### TASK ITEM
Could you please retype all of the records exactly, skipping any pictures?

### RECORDS
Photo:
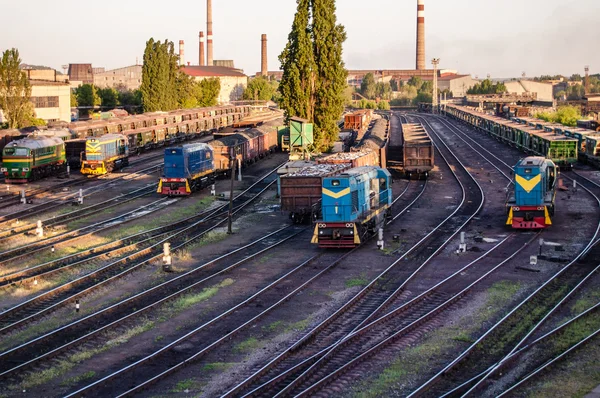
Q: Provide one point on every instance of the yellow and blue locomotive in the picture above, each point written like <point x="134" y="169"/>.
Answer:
<point x="354" y="205"/>
<point x="531" y="205"/>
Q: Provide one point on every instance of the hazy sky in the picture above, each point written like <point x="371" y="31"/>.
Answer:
<point x="503" y="38"/>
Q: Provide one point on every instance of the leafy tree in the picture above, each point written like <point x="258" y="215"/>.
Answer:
<point x="87" y="95"/>
<point x="109" y="97"/>
<point x="160" y="76"/>
<point x="15" y="91"/>
<point x="297" y="84"/>
<point x="130" y="97"/>
<point x="383" y="105"/>
<point x="368" y="87"/>
<point x="383" y="90"/>
<point x="73" y="100"/>
<point x="259" y="89"/>
<point x="314" y="76"/>
<point x="207" y="91"/>
<point x="422" y="97"/>
<point x="576" y="77"/>
<point x="331" y="73"/>
<point x="415" y="81"/>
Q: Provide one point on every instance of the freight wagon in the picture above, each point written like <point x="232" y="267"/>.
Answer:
<point x="562" y="150"/>
<point x="355" y="204"/>
<point x="301" y="190"/>
<point x="32" y="158"/>
<point x="417" y="151"/>
<point x="187" y="169"/>
<point x="105" y="154"/>
<point x="377" y="140"/>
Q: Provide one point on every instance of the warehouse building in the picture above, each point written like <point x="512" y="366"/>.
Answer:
<point x="233" y="81"/>
<point x="129" y="77"/>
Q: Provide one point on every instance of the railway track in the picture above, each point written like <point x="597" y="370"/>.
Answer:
<point x="161" y="362"/>
<point x="7" y="221"/>
<point x="42" y="304"/>
<point x="539" y="306"/>
<point x="285" y="372"/>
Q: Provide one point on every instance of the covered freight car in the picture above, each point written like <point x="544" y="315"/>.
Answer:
<point x="301" y="190"/>
<point x="187" y="169"/>
<point x="417" y="151"/>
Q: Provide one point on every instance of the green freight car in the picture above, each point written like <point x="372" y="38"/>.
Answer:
<point x="32" y="158"/>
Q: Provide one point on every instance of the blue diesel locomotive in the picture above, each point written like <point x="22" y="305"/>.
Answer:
<point x="186" y="169"/>
<point x="532" y="204"/>
<point x="354" y="205"/>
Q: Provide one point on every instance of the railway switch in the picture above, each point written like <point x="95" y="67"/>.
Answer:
<point x="39" y="231"/>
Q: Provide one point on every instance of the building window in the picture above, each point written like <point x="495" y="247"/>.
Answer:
<point x="45" y="102"/>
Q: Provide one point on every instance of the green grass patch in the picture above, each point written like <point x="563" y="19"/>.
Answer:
<point x="360" y="281"/>
<point x="186" y="301"/>
<point x="586" y="302"/>
<point x="275" y="326"/>
<point x="65" y="365"/>
<point x="247" y="345"/>
<point x="185" y="386"/>
<point x="217" y="366"/>
<point x="77" y="379"/>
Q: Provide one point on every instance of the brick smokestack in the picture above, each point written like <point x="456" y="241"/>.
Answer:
<point x="209" y="56"/>
<point x="420" y="34"/>
<point x="263" y="56"/>
<point x="181" y="53"/>
<point x="201" y="50"/>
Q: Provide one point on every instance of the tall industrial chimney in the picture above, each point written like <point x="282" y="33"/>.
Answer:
<point x="209" y="56"/>
<point x="263" y="56"/>
<point x="420" y="34"/>
<point x="181" y="53"/>
<point x="201" y="50"/>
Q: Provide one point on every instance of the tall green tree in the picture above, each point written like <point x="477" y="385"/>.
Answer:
<point x="160" y="77"/>
<point x="15" y="91"/>
<point x="368" y="86"/>
<point x="207" y="91"/>
<point x="109" y="97"/>
<point x="259" y="89"/>
<point x="297" y="61"/>
<point x="314" y="76"/>
<point x="331" y="74"/>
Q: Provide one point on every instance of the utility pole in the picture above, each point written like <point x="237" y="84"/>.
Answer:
<point x="434" y="97"/>
<point x="230" y="213"/>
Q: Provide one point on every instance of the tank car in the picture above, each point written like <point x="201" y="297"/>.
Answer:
<point x="354" y="205"/>
<point x="531" y="205"/>
<point x="186" y="169"/>
<point x="105" y="154"/>
<point x="32" y="158"/>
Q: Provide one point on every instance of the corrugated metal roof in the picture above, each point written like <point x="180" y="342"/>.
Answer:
<point x="211" y="71"/>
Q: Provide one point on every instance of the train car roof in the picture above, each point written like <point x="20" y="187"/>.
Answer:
<point x="35" y="142"/>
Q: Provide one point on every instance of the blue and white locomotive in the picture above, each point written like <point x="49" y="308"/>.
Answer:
<point x="186" y="169"/>
<point x="354" y="205"/>
<point x="532" y="204"/>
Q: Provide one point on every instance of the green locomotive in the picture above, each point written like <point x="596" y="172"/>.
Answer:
<point x="32" y="158"/>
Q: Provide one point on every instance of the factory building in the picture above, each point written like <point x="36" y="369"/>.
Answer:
<point x="544" y="91"/>
<point x="233" y="81"/>
<point x="129" y="77"/>
<point x="50" y="95"/>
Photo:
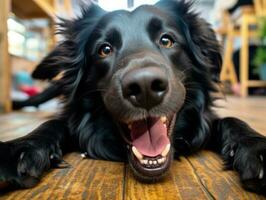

### EXPECTED ANSWER
Photo:
Q: Provide one point on every instance of the yellow and blue locomotive in the picture above, each point written like <point x="134" y="169"/>.
Answer:
<point x="354" y="205"/>
<point x="531" y="205"/>
Q: Provide one point on every instance of the hazy sky in the picture above, each point written like <point x="371" y="31"/>.
Answer:
<point x="503" y="38"/>
Q: Provide one point on every instance of the leafy tree in the picture above, each point written like <point x="258" y="215"/>.
Answer:
<point x="87" y="95"/>
<point x="109" y="97"/>
<point x="160" y="76"/>
<point x="15" y="91"/>
<point x="297" y="84"/>
<point x="130" y="97"/>
<point x="383" y="105"/>
<point x="368" y="87"/>
<point x="383" y="90"/>
<point x="73" y="100"/>
<point x="259" y="89"/>
<point x="314" y="76"/>
<point x="207" y="91"/>
<point x="422" y="97"/>
<point x="576" y="77"/>
<point x="331" y="73"/>
<point x="415" y="81"/>
Q: Provide one point on every instance of the freight wagon in the picture above, each point written like <point x="232" y="267"/>.
Answer:
<point x="562" y="150"/>
<point x="355" y="204"/>
<point x="301" y="190"/>
<point x="32" y="158"/>
<point x="417" y="151"/>
<point x="187" y="169"/>
<point x="105" y="154"/>
<point x="377" y="140"/>
Q: Provide one point on every instance of the warehouse building in the picture above, each point written like <point x="512" y="366"/>.
Answer:
<point x="233" y="81"/>
<point x="129" y="77"/>
Q: Provide one point on every instance of the railway track in the picture above, each point written like <point x="597" y="370"/>.
Answer:
<point x="161" y="362"/>
<point x="7" y="221"/>
<point x="42" y="304"/>
<point x="539" y="306"/>
<point x="285" y="372"/>
Q: Provide one point on every instance of the covered freight car in the picture above, each point written like <point x="544" y="315"/>.
Answer:
<point x="301" y="190"/>
<point x="187" y="169"/>
<point x="417" y="151"/>
Q: Provide one point on every instance of the green freight car in the picture above, each point written like <point x="372" y="38"/>.
Answer:
<point x="32" y="158"/>
Q: Provide one point on every instance of the blue diesel locomotive in the picture above, each point written like <point x="22" y="305"/>.
Answer:
<point x="186" y="169"/>
<point x="532" y="204"/>
<point x="354" y="205"/>
Q: Provide one point on every instance of the railway switch in the picture above, each point written like <point x="95" y="67"/>.
Answer:
<point x="39" y="231"/>
Q: Provide one point on every instance of the building window in the picture above, each point written like <point x="495" y="247"/>.
Answer:
<point x="45" y="102"/>
Q: Provide one point on every instance of the green grass patch in the picture above, each point written like <point x="563" y="19"/>.
Answer:
<point x="360" y="281"/>
<point x="186" y="301"/>
<point x="586" y="302"/>
<point x="275" y="326"/>
<point x="65" y="365"/>
<point x="247" y="345"/>
<point x="185" y="386"/>
<point x="217" y="366"/>
<point x="77" y="379"/>
Q: Provide one point on every instance of the brick smokestack in the picture above, each point written like <point x="456" y="241"/>.
Answer:
<point x="209" y="56"/>
<point x="420" y="34"/>
<point x="263" y="56"/>
<point x="181" y="53"/>
<point x="201" y="50"/>
Q: Provide one point on every instance of the tall industrial chimney in the picture above, each point written like <point x="282" y="33"/>.
Answer:
<point x="209" y="56"/>
<point x="263" y="56"/>
<point x="420" y="34"/>
<point x="181" y="53"/>
<point x="201" y="50"/>
Q: Provide one point on every instance of the tall green tree in the picture above, each point written like <point x="477" y="385"/>.
Answer:
<point x="160" y="77"/>
<point x="15" y="91"/>
<point x="368" y="86"/>
<point x="207" y="91"/>
<point x="109" y="97"/>
<point x="259" y="89"/>
<point x="297" y="61"/>
<point x="314" y="76"/>
<point x="331" y="74"/>
Q: Provide one point on every instance of the utility pole in the picture above, each point written like <point x="237" y="84"/>.
Answer:
<point x="434" y="97"/>
<point x="230" y="213"/>
Q: Provide one point on every instance of the tank car in the picture above, each point written like <point x="201" y="297"/>.
Answer:
<point x="354" y="205"/>
<point x="531" y="205"/>
<point x="186" y="169"/>
<point x="105" y="154"/>
<point x="32" y="158"/>
Q: Provide one point on every instance of the corrugated metal roof in the picture above, each point written like <point x="180" y="342"/>.
Answer:
<point x="211" y="71"/>
Q: Provide one point on every instance of the train car roof in the picture above, each point written like <point x="20" y="187"/>.
Answer:
<point x="35" y="142"/>
Q: Provide one point on every instance of the blue and white locomotive in the picture above, each point written like <point x="49" y="308"/>.
Answer:
<point x="186" y="169"/>
<point x="354" y="205"/>
<point x="532" y="204"/>
Q: Provide one point on every instance of the green locomotive in the picture above, each point written like <point x="596" y="172"/>.
Answer:
<point x="32" y="158"/>
Q: Provide one point on every instance of the factory building in the picture above, each point written like <point x="36" y="369"/>.
Answer:
<point x="544" y="91"/>
<point x="233" y="81"/>
<point x="129" y="77"/>
<point x="50" y="95"/>
Photo:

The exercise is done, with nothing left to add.